**Task prompt:** Starting at the line that holds "the concrete debris.", copy every line exactly through the end of the data, and no others.

------

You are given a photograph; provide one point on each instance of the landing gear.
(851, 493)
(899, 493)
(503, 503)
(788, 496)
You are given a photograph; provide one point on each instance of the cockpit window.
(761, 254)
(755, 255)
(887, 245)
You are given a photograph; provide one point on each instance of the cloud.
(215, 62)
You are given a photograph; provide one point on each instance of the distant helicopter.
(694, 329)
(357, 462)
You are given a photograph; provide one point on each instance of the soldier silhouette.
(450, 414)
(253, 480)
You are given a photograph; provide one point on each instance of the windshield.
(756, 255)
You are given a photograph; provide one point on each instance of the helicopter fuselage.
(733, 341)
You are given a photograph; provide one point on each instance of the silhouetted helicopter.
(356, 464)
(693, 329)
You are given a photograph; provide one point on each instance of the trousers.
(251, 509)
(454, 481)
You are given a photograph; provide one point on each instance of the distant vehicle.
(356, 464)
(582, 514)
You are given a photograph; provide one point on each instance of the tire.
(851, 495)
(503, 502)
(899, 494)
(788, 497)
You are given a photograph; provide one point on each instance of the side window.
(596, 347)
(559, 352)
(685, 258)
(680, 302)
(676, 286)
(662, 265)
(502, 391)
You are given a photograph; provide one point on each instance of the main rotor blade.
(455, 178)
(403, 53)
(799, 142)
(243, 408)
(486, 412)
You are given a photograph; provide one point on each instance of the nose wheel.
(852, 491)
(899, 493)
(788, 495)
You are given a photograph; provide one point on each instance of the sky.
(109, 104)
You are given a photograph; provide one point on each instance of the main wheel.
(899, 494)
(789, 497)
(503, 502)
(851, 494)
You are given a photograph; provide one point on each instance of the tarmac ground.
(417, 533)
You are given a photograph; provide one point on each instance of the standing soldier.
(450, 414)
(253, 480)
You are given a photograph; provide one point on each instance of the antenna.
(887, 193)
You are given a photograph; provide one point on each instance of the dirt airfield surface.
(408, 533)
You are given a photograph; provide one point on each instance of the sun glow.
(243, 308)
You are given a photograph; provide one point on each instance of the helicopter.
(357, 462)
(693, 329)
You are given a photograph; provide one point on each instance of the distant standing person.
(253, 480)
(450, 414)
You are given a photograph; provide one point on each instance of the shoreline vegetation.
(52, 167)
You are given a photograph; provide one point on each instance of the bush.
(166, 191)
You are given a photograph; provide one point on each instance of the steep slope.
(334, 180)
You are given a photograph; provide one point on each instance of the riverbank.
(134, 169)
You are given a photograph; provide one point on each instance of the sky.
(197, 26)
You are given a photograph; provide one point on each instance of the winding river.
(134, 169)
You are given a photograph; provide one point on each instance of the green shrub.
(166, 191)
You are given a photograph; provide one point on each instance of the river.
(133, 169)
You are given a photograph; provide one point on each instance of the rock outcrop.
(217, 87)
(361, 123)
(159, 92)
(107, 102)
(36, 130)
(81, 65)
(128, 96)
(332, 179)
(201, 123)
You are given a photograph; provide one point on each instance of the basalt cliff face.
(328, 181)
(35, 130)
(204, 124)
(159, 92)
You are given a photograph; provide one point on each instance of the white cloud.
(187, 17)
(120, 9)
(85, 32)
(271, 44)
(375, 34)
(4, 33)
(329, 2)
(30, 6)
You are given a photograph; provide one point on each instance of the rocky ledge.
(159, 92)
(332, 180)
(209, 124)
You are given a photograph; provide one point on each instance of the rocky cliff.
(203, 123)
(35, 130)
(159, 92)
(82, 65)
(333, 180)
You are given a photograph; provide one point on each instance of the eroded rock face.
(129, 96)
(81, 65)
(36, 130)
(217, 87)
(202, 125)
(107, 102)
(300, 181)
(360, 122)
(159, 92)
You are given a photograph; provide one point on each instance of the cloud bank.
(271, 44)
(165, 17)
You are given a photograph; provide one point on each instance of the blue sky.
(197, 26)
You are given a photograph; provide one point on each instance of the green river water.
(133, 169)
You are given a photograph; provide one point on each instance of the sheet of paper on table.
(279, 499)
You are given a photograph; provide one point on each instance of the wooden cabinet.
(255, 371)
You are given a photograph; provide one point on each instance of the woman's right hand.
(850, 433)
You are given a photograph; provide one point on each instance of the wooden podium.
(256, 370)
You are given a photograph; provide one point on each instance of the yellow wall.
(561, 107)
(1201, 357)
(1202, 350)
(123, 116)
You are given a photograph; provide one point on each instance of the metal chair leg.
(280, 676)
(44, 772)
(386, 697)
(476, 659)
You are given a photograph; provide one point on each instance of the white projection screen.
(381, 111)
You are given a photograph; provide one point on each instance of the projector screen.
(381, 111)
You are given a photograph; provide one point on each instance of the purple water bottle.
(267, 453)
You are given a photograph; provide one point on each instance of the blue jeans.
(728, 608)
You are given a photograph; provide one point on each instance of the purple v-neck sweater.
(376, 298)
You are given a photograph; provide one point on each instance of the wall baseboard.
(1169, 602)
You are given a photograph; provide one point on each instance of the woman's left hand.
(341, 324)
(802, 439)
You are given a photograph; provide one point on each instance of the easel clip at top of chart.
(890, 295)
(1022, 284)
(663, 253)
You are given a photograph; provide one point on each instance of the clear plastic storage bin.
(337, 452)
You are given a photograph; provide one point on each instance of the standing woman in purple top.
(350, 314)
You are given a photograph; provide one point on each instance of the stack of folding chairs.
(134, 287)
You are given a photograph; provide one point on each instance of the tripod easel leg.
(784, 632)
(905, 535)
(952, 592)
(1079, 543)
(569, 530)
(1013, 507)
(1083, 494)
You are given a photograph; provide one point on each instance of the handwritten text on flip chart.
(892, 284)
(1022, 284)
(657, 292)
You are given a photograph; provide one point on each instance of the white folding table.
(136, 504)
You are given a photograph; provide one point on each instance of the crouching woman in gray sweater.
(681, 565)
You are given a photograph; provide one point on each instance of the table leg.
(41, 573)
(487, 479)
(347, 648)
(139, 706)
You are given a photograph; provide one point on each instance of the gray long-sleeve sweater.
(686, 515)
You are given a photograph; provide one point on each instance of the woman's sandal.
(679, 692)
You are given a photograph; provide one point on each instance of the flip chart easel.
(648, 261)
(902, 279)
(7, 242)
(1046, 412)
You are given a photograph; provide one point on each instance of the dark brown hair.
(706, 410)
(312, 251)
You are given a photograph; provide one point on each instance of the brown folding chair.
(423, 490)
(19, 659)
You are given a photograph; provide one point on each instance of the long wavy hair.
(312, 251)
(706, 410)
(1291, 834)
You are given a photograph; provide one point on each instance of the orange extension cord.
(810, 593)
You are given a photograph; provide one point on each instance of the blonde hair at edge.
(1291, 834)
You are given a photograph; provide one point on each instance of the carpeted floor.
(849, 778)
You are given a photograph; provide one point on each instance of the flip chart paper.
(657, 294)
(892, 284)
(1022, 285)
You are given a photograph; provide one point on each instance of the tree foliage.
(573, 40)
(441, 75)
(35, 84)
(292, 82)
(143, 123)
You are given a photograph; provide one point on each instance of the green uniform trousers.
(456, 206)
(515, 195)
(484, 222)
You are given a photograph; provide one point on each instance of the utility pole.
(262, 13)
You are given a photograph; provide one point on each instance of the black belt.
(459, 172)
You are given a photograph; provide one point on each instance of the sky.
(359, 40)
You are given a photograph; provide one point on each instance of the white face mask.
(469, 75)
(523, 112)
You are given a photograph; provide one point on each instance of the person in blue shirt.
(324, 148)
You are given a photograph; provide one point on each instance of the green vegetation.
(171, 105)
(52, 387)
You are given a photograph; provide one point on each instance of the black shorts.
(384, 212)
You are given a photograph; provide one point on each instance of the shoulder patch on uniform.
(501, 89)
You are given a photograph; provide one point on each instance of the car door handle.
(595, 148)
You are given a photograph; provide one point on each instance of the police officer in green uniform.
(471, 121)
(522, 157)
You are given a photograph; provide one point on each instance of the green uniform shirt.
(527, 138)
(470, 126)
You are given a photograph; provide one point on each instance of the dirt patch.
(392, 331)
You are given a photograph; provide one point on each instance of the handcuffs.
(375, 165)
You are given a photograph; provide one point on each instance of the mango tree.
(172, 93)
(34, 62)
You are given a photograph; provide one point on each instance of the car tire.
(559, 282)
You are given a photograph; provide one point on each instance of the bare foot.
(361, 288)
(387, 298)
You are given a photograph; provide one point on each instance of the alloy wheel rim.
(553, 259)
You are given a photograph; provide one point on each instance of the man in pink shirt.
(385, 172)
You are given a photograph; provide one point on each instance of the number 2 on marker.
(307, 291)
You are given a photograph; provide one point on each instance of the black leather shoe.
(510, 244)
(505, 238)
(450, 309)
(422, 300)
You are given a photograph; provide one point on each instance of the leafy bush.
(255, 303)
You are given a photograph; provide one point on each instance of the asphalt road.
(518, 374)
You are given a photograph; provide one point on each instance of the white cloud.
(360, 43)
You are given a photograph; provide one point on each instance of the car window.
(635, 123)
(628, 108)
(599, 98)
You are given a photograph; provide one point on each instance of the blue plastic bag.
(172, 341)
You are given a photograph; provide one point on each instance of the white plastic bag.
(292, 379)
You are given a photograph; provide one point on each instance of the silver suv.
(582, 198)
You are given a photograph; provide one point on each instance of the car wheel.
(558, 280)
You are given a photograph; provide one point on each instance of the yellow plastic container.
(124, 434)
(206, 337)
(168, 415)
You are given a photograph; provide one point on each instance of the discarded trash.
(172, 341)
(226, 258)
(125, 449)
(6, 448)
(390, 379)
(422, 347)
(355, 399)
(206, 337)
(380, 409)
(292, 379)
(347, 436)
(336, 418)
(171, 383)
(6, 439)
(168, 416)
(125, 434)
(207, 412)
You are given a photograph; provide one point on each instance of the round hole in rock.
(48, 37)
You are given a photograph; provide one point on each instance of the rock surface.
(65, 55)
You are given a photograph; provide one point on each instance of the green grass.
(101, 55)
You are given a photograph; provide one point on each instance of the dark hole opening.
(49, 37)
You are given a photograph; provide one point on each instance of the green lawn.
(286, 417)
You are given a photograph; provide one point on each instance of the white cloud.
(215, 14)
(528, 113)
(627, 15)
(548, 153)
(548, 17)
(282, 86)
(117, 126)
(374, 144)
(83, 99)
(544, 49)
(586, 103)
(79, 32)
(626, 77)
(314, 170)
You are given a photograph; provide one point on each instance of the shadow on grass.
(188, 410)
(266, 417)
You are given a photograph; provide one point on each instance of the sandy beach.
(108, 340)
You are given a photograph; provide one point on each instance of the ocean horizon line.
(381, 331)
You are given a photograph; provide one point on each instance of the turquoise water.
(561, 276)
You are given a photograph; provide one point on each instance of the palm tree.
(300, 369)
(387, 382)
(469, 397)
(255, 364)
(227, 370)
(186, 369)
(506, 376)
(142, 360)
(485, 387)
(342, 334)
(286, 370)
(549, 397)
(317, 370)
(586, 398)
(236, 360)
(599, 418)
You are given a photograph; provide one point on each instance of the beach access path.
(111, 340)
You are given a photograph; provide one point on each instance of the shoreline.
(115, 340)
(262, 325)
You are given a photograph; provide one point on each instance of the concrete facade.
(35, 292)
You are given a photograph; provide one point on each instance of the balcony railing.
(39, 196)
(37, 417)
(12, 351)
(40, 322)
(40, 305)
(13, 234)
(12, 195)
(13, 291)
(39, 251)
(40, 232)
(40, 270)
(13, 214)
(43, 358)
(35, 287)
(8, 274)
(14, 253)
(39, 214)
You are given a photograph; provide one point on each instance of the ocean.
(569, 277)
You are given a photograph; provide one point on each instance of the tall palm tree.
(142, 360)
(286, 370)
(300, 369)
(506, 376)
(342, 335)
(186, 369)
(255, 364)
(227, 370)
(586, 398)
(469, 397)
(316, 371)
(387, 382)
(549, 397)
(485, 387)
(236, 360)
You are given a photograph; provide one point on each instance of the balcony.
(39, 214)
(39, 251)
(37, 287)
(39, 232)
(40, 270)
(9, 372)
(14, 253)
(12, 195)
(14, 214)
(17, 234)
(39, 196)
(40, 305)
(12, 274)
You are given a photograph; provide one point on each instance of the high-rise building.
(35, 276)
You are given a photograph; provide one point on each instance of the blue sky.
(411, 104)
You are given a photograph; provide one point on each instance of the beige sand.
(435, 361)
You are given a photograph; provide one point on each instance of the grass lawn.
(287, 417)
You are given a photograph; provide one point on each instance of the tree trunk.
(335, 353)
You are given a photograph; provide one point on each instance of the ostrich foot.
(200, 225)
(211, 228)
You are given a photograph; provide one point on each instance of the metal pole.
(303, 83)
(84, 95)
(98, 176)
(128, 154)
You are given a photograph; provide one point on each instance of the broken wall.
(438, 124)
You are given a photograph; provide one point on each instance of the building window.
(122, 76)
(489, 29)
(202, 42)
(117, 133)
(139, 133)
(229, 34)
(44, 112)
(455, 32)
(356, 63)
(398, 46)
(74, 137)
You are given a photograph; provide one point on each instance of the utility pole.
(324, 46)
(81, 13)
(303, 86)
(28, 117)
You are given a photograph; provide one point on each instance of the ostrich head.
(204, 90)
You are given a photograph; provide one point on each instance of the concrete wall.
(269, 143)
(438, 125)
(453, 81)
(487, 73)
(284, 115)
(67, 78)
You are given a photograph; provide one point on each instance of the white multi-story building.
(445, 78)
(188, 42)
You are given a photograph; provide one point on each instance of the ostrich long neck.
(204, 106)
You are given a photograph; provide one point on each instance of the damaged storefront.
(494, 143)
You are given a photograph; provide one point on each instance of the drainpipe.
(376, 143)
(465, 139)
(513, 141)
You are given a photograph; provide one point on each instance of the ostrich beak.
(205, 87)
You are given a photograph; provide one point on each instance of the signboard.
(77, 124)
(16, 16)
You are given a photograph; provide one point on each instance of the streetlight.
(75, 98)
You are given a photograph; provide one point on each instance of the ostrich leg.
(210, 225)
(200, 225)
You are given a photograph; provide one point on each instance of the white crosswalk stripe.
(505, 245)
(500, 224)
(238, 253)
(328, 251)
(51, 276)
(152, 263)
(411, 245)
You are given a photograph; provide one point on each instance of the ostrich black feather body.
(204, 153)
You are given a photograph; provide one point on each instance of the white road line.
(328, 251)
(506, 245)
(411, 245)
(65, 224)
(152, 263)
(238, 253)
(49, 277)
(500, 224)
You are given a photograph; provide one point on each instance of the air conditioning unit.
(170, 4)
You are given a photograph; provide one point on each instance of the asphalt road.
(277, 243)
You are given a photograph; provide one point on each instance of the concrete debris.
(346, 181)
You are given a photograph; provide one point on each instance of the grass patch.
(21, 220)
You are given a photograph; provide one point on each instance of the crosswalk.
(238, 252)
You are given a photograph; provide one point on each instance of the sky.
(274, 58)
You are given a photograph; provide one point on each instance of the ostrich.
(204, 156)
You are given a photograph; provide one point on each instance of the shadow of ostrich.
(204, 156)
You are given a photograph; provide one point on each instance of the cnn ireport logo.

------

**Result of the task:**
You are given a photograph; provide one point on each instance of the concrete debris.
(346, 181)
You are given a photograph; provide one point on each instance of the grass patch.
(21, 220)
You are given a photograph; provide one point on each instance of the crosswalk.
(238, 252)
You are given a photograph; provide one point on each instance of the sky.
(274, 58)
You are given a photograph; provide one point on each instance of the ostrich.
(204, 156)
You are given a photograph; provide one point on each instance of the shadow of ostrich.
(204, 156)
You are given a photograph; provide one point on each instance of the cnn ireport logo.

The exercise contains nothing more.